─── GIVEN INFORMATION
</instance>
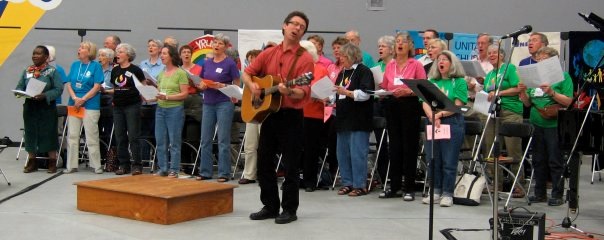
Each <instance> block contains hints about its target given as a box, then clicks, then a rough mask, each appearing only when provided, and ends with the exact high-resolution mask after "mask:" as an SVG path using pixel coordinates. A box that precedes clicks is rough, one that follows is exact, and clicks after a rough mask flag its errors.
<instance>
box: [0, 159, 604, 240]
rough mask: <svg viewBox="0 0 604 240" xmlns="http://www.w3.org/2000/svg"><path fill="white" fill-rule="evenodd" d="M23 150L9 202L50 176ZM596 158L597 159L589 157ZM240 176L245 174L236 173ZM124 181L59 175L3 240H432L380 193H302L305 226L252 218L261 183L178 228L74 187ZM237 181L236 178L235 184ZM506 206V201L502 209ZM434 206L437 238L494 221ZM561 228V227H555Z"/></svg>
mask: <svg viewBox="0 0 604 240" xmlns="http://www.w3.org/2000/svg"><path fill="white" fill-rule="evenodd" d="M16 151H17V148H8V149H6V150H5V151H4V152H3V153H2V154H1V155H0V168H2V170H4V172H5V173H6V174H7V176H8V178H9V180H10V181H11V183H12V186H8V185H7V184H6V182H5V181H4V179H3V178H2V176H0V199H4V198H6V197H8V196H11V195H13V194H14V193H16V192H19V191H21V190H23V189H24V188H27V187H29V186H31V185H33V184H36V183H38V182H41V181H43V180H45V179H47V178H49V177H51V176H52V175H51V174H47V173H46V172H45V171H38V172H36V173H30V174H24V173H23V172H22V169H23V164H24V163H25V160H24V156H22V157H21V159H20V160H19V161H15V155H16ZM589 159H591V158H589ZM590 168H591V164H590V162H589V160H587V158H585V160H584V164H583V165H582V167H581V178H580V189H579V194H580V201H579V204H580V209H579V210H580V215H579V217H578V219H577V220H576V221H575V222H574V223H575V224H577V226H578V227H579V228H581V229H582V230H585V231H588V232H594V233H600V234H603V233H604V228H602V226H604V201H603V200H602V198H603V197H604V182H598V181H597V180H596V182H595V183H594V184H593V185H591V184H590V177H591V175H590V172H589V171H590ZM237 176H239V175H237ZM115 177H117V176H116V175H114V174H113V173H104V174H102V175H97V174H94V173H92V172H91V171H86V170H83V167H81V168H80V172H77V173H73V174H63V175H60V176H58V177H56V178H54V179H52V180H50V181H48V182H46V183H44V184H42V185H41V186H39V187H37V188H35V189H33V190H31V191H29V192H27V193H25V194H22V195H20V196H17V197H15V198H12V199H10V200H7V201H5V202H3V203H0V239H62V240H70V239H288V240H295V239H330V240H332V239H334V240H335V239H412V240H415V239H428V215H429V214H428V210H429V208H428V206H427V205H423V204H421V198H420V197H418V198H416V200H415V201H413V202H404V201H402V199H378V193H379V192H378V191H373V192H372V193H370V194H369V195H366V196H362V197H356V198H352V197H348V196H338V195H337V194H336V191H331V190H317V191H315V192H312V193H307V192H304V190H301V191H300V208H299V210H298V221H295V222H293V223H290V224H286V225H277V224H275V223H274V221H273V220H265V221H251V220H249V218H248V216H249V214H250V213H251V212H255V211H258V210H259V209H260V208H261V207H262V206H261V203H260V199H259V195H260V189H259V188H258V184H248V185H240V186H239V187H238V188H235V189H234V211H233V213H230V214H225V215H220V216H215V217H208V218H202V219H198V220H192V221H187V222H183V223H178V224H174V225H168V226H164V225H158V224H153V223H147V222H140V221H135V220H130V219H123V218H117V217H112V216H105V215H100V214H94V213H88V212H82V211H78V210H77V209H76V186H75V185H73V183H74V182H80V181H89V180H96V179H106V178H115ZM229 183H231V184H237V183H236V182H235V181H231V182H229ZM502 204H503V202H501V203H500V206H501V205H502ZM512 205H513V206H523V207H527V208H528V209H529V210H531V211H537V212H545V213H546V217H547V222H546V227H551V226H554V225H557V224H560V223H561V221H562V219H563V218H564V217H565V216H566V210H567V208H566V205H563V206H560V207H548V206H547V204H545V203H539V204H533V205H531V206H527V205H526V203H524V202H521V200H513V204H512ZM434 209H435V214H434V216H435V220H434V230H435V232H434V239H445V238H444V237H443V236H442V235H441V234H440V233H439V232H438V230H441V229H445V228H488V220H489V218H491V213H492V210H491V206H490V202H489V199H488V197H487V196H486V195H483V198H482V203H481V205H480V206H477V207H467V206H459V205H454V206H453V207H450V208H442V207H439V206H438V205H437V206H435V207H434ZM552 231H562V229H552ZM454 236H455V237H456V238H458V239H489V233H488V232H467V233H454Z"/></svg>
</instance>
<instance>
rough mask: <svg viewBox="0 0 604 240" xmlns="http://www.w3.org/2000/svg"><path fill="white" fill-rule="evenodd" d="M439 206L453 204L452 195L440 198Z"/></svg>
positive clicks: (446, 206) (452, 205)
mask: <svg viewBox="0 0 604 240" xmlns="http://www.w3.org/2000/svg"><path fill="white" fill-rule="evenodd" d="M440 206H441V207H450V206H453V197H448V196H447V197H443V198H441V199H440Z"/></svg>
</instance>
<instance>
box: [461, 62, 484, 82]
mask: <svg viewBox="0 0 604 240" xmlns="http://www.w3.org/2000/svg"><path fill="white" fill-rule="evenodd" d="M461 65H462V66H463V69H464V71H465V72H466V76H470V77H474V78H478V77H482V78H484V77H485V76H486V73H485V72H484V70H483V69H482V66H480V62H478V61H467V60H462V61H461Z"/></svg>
──────
─── GIVEN INFORMATION
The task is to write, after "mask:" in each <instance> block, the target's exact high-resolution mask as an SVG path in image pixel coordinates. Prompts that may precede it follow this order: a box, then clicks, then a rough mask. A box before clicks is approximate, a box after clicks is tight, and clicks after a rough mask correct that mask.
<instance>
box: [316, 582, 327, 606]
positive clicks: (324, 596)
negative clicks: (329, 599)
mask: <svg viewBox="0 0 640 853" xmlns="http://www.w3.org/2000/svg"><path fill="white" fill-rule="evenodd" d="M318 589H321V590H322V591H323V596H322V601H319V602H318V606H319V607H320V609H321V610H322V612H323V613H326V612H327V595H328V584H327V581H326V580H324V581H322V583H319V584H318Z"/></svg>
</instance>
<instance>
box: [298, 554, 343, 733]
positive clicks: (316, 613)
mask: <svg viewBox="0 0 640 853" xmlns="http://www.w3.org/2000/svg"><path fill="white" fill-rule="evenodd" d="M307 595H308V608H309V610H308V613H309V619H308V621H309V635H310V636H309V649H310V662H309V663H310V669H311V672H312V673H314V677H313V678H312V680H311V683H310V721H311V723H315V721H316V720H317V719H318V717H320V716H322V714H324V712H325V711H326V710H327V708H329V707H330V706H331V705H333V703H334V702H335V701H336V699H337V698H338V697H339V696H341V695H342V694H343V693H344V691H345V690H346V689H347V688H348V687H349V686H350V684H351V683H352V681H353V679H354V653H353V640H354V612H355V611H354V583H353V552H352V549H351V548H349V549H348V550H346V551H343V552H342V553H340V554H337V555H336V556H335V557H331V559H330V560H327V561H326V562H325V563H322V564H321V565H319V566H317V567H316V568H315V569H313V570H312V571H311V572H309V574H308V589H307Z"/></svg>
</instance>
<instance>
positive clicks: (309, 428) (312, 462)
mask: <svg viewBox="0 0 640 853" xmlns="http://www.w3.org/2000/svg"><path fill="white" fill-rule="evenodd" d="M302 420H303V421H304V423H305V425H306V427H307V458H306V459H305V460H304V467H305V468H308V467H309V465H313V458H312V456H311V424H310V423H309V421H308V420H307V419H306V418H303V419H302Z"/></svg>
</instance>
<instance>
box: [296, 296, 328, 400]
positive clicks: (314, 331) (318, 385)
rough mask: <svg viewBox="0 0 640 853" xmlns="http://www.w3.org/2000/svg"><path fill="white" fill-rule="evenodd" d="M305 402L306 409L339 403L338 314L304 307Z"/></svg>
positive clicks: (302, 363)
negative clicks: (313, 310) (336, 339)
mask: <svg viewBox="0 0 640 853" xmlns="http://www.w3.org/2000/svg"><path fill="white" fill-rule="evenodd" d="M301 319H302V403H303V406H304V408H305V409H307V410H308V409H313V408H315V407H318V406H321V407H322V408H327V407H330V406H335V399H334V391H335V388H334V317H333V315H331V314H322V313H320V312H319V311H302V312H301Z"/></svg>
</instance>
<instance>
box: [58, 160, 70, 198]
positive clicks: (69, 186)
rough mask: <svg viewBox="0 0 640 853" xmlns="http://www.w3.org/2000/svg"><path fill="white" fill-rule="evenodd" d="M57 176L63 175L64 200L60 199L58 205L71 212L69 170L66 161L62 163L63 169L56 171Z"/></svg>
──────
─── GIVEN INFORMATION
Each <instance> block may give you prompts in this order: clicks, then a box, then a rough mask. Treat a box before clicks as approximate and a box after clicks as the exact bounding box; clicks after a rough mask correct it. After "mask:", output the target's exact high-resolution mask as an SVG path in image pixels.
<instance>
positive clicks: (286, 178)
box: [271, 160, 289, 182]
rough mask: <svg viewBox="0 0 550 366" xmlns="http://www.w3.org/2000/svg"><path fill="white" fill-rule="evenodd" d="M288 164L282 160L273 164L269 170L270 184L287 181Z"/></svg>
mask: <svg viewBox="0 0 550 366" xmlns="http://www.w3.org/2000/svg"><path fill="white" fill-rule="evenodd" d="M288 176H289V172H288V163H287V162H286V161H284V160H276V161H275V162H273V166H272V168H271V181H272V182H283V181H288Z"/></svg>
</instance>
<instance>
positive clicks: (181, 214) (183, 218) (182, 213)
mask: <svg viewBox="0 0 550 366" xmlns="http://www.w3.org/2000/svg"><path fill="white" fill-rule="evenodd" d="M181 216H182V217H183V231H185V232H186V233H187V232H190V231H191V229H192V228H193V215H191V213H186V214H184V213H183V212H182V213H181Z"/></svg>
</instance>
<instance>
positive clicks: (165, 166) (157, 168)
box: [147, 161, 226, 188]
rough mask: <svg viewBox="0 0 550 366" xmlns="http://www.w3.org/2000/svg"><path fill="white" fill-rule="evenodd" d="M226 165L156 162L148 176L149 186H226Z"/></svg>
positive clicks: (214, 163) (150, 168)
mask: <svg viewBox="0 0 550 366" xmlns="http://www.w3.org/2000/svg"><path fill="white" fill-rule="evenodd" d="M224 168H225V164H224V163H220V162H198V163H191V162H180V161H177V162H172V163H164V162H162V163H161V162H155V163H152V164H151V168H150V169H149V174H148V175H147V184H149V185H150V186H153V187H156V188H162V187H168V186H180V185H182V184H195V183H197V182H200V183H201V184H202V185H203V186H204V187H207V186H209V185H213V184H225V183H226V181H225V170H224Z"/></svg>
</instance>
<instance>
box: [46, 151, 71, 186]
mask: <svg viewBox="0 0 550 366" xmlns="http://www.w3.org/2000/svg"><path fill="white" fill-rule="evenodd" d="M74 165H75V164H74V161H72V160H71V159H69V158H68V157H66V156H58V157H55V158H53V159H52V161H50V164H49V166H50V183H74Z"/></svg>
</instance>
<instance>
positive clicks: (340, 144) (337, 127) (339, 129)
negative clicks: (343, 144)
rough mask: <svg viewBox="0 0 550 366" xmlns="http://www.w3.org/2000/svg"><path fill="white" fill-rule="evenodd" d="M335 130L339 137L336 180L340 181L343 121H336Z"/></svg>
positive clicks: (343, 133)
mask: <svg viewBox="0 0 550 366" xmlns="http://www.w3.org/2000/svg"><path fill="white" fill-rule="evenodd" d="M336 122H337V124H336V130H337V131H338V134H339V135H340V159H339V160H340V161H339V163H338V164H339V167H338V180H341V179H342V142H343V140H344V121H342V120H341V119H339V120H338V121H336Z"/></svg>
──────
TASK PROMPT:
Echo the items from the line containing "164L282 160L273 164L269" through the line containing "box: [147, 161, 226, 188]", keeping both of those lines.

THE ANSWER:
rough mask: <svg viewBox="0 0 550 366" xmlns="http://www.w3.org/2000/svg"><path fill="white" fill-rule="evenodd" d="M288 164L282 160L273 164L269 170L270 184L287 181Z"/></svg>
mask: <svg viewBox="0 0 550 366" xmlns="http://www.w3.org/2000/svg"><path fill="white" fill-rule="evenodd" d="M288 176H289V172H288V163H287V162H286V161H284V160H276V161H275V162H273V166H272V168H271V181H272V182H283V181H288Z"/></svg>
</instance>
<instance>
positive clicks: (181, 214) (183, 218) (182, 213)
mask: <svg viewBox="0 0 550 366" xmlns="http://www.w3.org/2000/svg"><path fill="white" fill-rule="evenodd" d="M181 216H182V217H183V231H185V232H186V233H187V232H190V231H191V229H192V228H193V215H191V213H186V214H184V213H183V212H182V213H181Z"/></svg>
</instance>
<instance>
positive clicks: (165, 166) (157, 168)
box: [147, 161, 226, 188]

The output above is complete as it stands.